任务说明:
请将下面所有记录中的每一行原样重复一遍。

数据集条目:
((
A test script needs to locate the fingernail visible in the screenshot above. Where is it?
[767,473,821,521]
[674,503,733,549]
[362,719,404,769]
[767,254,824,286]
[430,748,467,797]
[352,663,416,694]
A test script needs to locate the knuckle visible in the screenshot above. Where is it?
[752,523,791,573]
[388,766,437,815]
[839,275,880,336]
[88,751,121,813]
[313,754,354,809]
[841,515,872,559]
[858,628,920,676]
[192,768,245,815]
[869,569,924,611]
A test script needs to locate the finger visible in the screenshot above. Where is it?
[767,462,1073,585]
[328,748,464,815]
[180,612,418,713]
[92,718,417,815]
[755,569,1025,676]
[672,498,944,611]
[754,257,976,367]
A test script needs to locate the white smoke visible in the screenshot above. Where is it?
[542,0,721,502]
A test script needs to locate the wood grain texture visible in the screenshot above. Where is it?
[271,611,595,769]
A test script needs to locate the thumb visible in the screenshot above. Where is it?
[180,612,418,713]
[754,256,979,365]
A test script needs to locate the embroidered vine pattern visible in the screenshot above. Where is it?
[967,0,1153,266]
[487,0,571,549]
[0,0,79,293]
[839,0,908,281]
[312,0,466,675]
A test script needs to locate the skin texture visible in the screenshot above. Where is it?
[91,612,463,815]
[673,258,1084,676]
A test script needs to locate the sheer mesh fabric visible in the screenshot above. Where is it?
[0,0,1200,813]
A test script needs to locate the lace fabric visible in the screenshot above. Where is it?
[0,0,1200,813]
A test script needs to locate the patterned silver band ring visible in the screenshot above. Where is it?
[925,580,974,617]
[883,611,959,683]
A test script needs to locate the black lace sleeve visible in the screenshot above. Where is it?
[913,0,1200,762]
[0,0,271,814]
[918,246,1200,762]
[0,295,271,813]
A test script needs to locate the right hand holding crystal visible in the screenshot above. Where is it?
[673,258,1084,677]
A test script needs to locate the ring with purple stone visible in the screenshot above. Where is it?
))
练习结果:
A test script needs to locate the fingernail visible in the screenshot above. Where is it?
[767,473,821,521]
[674,503,733,549]
[362,719,404,769]
[767,254,824,286]
[430,748,467,797]
[352,663,416,694]
A test script needs to locate the knuckle visible in the screenshot above. Where is it?
[752,523,791,573]
[388,766,437,815]
[839,275,880,336]
[88,751,121,813]
[313,754,354,809]
[841,515,872,559]
[858,628,920,676]
[192,768,245,815]
[869,569,924,611]
A test script needs to locate the finger visible in the screenshot above. Where is it?
[767,462,1073,585]
[328,748,464,815]
[180,612,418,713]
[92,718,417,815]
[755,569,1025,676]
[672,498,944,611]
[754,257,976,367]
A test script needs to locate the white smoke visible in the screenshot above. Where is it?
[542,0,721,502]
A test script needs to locate the wood grain texture visible in the screenshot above. Where is it?
[271,611,595,769]
A test script needs to locate the thumb visible in the screenshot above. Where is it?
[180,612,418,713]
[754,256,979,365]
A test script needs to locate the embroidered vine pattern visible in the screenshot above. Where is it?
[967,0,1153,266]
[487,0,571,549]
[0,0,79,293]
[839,0,908,281]
[312,0,466,675]
A test script needs to locate the skin texture visible in the screenshot above. Where is it?
[91,612,463,815]
[673,258,1084,676]
A test script needs to locate the sheer mesh fabric visible in the screenshot above. Where is it?
[0,0,1200,813]
A test script needs to locate the lace fabric visible in the screenshot above. Where is it?
[0,0,1200,813]
A test script needs to locate the patterned silver band ring visible in the screenshot above. Where is it?
[925,580,974,617]
[883,611,959,683]
A test script needs to locate the black lace sleeve visible in the screenshot above. Where is it?
[913,0,1200,762]
[0,0,271,814]
[918,246,1200,762]
[0,295,271,813]
A test script needs to locate the right hand holding crystal visible in the screenshot above. Where is it?
[673,258,1084,677]
A test script needs to locate the ring with purple stone visible in the screenshot above. Where is it?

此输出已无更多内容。